====== Given data

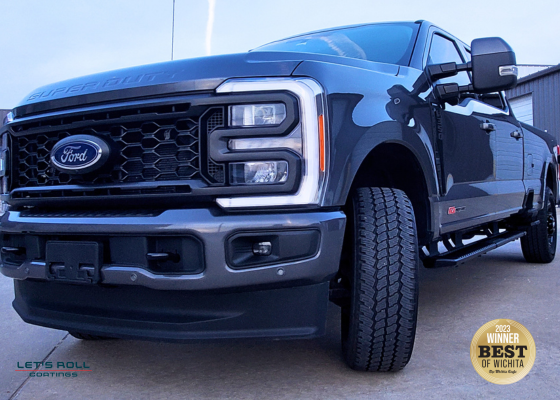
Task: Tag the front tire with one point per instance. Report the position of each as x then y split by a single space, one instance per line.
539 245
379 324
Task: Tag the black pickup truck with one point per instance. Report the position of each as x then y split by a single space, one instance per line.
236 195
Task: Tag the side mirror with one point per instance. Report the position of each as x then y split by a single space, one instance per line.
493 65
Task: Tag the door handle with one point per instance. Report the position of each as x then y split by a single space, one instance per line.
487 126
516 134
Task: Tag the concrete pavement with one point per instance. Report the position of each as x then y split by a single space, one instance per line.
454 303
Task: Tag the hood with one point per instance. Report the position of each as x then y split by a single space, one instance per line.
172 77
195 74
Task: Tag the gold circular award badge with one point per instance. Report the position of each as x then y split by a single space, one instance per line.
503 351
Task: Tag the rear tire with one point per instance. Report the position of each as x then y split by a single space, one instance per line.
85 336
379 324
539 245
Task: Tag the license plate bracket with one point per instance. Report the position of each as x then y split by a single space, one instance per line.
74 262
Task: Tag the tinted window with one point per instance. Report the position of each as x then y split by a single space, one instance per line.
443 50
386 43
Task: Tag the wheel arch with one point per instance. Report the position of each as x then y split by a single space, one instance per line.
394 164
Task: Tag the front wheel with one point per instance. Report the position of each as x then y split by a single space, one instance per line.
539 245
379 324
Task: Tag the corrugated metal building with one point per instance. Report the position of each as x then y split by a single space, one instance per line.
536 100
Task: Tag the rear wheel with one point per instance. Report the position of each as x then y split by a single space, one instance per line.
539 245
379 324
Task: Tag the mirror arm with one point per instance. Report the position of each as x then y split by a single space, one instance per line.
451 92
447 70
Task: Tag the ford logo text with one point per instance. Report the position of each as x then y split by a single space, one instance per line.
79 154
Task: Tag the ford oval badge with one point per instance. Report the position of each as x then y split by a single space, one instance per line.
79 154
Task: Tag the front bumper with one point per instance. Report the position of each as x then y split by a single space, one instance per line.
211 227
276 299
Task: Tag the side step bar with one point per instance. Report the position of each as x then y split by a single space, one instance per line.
464 253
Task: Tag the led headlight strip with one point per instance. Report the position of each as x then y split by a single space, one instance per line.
315 154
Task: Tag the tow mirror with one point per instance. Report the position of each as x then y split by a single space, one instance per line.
493 65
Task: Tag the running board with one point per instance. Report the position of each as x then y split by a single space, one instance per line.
464 253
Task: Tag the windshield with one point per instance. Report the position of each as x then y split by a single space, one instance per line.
386 43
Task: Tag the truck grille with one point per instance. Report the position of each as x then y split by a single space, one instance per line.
153 144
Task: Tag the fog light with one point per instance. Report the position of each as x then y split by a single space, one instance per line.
262 249
261 172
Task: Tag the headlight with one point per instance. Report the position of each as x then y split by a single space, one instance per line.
308 139
257 114
8 118
260 172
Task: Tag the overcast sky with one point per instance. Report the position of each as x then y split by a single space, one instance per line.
48 41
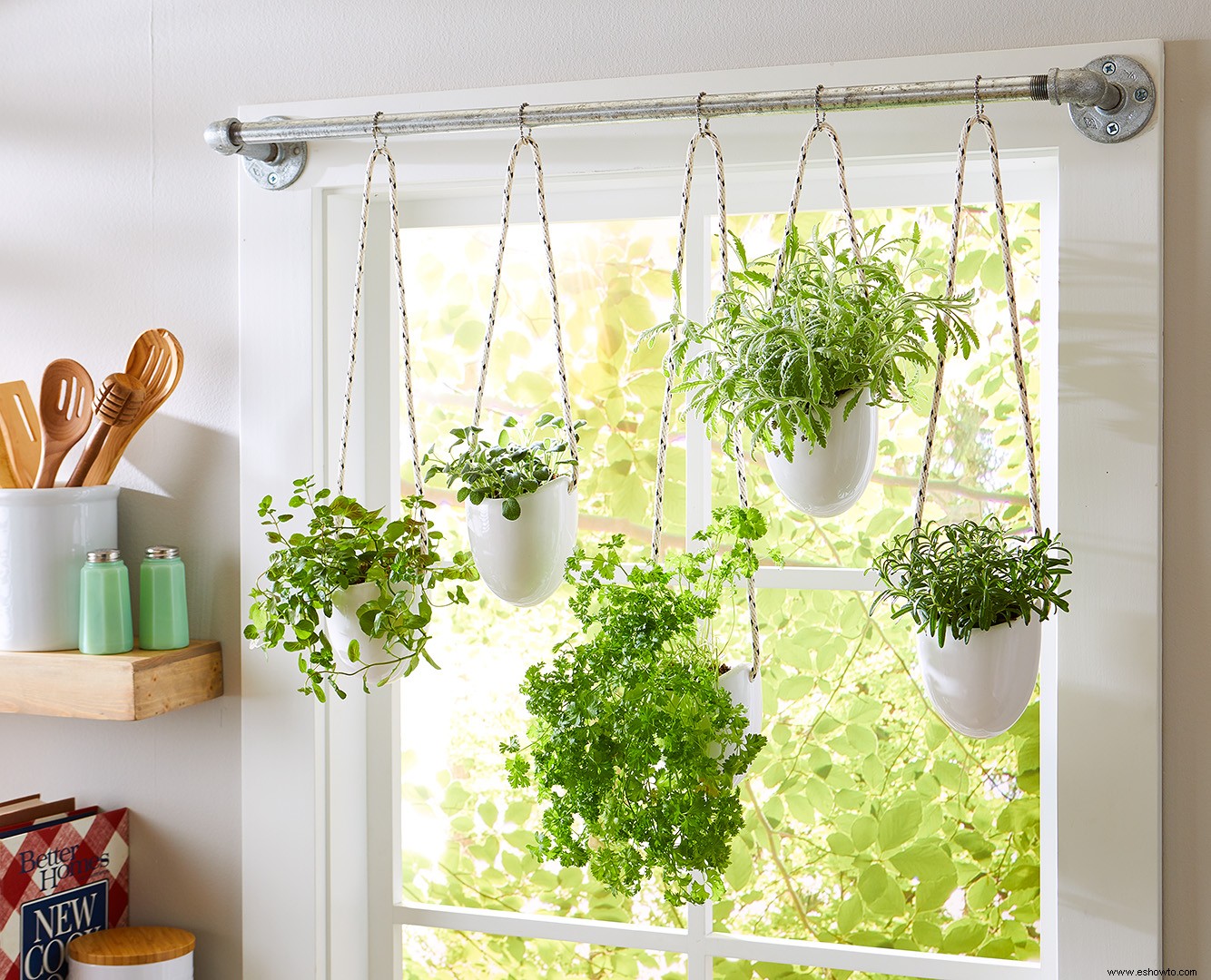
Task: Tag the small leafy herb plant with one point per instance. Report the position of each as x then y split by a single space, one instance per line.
347 544
956 579
776 365
629 719
517 464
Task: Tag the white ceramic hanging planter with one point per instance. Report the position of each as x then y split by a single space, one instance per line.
343 628
746 692
522 561
827 481
981 688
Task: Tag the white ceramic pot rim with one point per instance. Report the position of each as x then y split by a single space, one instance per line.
544 489
54 496
838 408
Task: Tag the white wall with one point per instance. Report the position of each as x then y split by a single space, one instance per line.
114 217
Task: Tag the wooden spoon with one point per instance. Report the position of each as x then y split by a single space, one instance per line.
64 409
116 405
20 431
156 359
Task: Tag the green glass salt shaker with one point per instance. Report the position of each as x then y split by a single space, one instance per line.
105 604
163 617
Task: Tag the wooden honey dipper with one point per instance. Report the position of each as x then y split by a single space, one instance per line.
118 402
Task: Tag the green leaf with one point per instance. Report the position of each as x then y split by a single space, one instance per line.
963 936
900 823
862 831
849 914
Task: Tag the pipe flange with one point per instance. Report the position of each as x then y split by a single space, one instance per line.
285 166
1135 109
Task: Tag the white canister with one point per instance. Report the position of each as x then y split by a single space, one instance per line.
141 953
45 536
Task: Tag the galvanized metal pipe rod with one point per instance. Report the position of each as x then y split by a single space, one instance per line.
1107 86
1081 86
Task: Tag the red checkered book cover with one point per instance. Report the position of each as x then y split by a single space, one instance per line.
58 881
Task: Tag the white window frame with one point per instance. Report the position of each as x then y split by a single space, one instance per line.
320 842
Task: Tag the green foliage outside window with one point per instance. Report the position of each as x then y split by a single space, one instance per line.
866 820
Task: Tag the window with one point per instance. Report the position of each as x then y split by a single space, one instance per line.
1038 802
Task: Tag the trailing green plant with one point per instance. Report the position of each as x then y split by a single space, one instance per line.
347 544
778 363
517 464
629 718
956 579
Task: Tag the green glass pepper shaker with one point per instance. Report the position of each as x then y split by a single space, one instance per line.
163 617
105 604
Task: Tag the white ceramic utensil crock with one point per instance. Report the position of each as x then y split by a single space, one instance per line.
45 536
981 688
827 481
522 561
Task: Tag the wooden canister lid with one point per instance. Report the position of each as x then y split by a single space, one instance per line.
131 946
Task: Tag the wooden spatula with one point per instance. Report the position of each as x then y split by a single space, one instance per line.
156 359
64 408
116 405
20 431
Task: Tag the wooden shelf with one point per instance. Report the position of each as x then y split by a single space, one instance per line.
115 688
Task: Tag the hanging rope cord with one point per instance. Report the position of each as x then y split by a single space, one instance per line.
380 152
855 240
1010 296
527 140
704 132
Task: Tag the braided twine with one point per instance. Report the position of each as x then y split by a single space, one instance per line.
527 140
704 132
405 343
1011 297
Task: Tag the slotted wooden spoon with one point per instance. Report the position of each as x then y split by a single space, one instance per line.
156 359
64 408
20 432
116 405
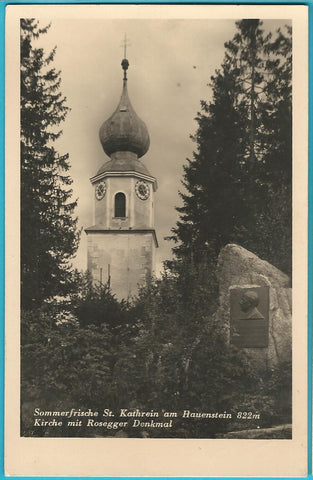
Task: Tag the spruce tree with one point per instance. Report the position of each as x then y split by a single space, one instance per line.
49 236
240 175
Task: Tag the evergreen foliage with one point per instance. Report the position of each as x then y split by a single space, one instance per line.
48 230
238 184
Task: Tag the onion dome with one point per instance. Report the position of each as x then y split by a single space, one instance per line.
124 131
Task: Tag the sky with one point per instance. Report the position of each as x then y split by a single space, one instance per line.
171 62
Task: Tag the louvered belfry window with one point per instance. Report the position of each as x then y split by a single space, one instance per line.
120 205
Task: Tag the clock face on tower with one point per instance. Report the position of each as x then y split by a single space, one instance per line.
100 190
142 190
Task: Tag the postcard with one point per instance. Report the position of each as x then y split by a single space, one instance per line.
156 240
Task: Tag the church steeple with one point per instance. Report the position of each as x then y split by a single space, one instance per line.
122 239
124 131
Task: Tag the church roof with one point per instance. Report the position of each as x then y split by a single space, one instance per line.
124 164
124 131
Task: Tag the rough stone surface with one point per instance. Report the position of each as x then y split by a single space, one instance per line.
237 267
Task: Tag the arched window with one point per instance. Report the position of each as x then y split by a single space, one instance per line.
120 205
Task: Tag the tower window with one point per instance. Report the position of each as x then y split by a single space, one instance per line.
120 205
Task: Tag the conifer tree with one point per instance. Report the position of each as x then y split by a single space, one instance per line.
49 236
240 174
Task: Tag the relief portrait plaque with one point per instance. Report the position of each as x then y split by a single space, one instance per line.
249 317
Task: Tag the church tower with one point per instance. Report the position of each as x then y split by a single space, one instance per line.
122 240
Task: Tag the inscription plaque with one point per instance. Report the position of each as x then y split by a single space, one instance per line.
249 317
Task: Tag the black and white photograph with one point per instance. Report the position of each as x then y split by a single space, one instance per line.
157 222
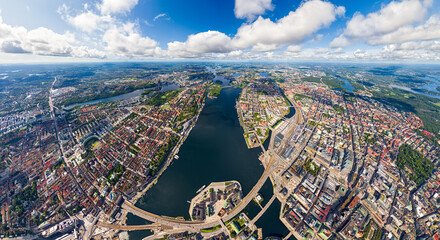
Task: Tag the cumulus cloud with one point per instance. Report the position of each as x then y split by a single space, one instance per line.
197 44
340 41
126 40
42 41
262 35
89 21
116 6
310 17
294 48
251 8
388 19
161 15
393 23
430 30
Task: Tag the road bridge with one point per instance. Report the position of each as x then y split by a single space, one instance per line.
197 225
253 221
272 164
133 227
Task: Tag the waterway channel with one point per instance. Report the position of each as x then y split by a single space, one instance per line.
215 150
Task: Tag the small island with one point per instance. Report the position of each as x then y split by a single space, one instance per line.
216 200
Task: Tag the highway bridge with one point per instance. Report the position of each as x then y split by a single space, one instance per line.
119 227
198 225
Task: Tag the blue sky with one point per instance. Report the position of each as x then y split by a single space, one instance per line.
273 30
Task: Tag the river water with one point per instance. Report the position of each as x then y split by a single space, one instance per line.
135 93
215 150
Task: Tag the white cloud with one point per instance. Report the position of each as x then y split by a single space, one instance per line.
125 40
88 21
116 6
161 15
393 23
430 30
42 41
261 47
294 48
310 17
197 44
388 19
262 35
251 8
340 41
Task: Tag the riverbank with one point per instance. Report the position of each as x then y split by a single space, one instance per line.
215 151
170 158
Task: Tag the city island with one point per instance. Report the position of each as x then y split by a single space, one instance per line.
323 155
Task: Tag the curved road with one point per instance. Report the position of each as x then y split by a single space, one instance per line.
197 225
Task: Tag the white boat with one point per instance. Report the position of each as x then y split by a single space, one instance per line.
200 189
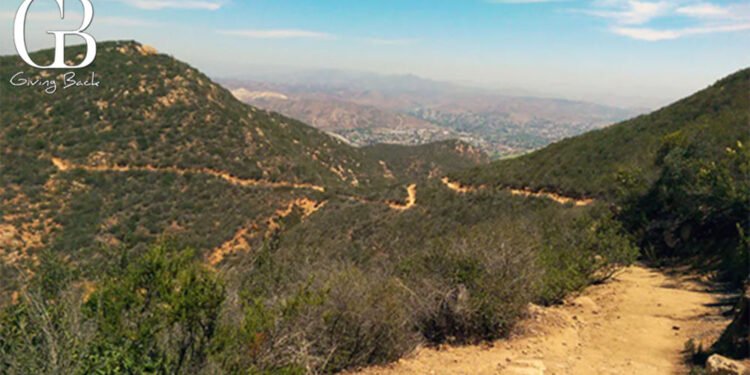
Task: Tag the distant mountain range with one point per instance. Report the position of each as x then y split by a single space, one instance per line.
366 108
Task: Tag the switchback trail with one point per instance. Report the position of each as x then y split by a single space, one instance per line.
637 323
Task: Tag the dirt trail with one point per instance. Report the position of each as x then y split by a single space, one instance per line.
638 323
463 189
411 200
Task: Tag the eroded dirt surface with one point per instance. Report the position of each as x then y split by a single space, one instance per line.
637 323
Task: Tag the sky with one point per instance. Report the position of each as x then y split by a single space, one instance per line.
620 52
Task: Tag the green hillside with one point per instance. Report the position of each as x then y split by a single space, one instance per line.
596 163
157 225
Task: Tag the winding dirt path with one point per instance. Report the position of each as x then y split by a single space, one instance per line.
411 200
638 323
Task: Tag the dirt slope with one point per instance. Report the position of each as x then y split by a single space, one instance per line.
638 323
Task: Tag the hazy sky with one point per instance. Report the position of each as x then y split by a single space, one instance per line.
614 51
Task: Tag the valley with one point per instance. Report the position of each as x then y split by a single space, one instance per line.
160 225
367 109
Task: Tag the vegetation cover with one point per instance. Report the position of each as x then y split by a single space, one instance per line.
176 230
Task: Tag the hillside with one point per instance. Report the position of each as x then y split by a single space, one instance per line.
157 148
433 160
594 164
368 109
155 224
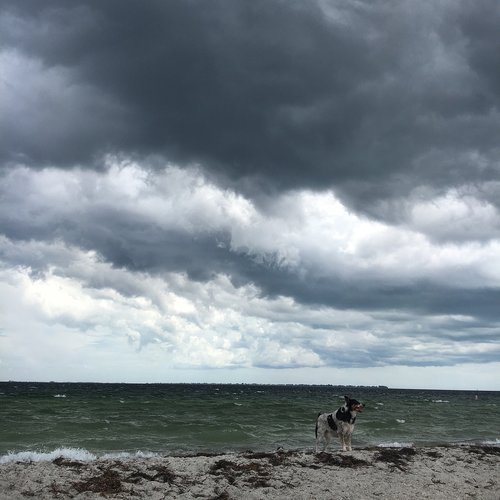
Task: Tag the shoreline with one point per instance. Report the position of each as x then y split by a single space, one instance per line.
438 472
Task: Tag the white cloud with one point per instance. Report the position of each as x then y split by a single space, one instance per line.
66 307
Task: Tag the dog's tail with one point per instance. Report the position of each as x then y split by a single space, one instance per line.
316 431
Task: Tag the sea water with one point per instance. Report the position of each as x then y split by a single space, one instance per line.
40 421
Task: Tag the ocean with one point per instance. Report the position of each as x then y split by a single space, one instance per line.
41 421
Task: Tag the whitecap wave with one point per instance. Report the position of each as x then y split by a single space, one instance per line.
39 456
492 442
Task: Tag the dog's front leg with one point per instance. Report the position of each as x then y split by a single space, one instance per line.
348 441
342 441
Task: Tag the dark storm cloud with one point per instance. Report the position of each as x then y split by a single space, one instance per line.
371 97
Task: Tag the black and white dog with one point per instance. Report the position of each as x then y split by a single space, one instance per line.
340 422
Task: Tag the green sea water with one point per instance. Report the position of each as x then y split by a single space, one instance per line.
39 420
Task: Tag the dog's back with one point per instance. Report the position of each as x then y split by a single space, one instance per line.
340 423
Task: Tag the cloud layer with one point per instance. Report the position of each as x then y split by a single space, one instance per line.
241 185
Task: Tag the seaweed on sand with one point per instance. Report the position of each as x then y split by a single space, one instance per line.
398 458
107 482
257 474
341 460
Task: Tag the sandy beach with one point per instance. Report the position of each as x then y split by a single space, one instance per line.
385 473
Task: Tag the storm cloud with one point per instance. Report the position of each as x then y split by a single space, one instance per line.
316 182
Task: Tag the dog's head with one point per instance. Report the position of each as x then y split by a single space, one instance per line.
353 405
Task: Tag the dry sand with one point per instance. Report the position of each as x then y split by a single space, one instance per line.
384 473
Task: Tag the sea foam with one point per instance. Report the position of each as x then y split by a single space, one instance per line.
38 456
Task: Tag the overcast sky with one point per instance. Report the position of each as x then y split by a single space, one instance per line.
295 191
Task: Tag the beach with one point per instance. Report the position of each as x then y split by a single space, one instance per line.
442 472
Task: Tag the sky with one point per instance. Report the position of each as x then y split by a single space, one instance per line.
265 191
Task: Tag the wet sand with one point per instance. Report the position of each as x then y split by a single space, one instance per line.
460 472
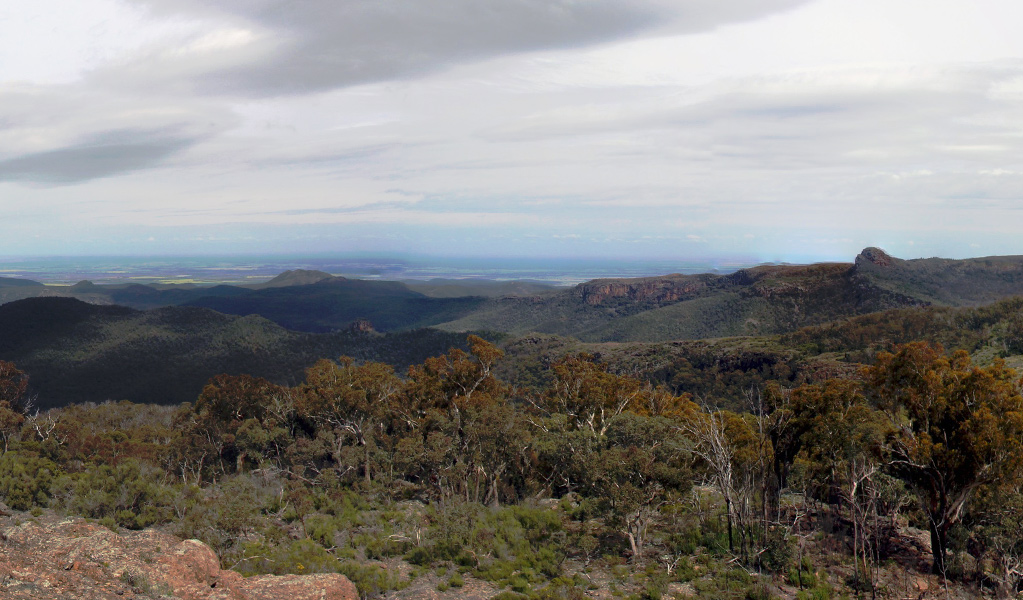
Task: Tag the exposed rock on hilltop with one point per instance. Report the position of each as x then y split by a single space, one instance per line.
658 290
72 558
873 256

============

Copy out, word for word, the lines of the material from the line containing "Task: Tag the exposed" through the last line of the material, including both.

Task: Tag the exposed rock on hilltop with one point per instance. Report the position of each as x then y split by a single space, one instance per line.
658 290
72 558
873 256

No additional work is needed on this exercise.